EXERCISE REQUIREMENTS
Copy each of the following records word for word, leaving out the pictures.
• • • • •
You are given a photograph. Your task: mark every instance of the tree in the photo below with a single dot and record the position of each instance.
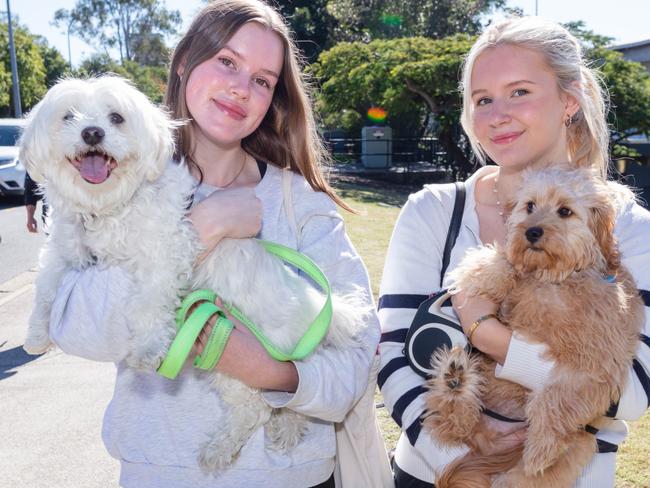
(311, 23)
(150, 80)
(413, 79)
(136, 27)
(374, 19)
(31, 70)
(55, 65)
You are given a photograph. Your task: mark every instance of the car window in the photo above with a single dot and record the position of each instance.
(9, 135)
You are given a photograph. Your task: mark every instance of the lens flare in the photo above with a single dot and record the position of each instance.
(391, 20)
(377, 114)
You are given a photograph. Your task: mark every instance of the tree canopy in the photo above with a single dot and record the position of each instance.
• • • • •
IN RESPONSE
You are given a photograph. Your task: mark every instance of the tree in the photo below with a single dot and record the position of each instance.
(311, 23)
(150, 80)
(413, 79)
(136, 27)
(374, 19)
(31, 70)
(55, 65)
You are given a photograph. Your task: mark every instance of the car window in the photo above with a single dot and record the position of each instance.
(9, 135)
You are given a photograph. Your task: mark every instance of the lens flare in the photo above with a single dot and record the position of each instance.
(391, 20)
(377, 114)
You are given a photograph. Your task: mark every instance of the tree canopy in the photo above with a single dot and record the position of each instance.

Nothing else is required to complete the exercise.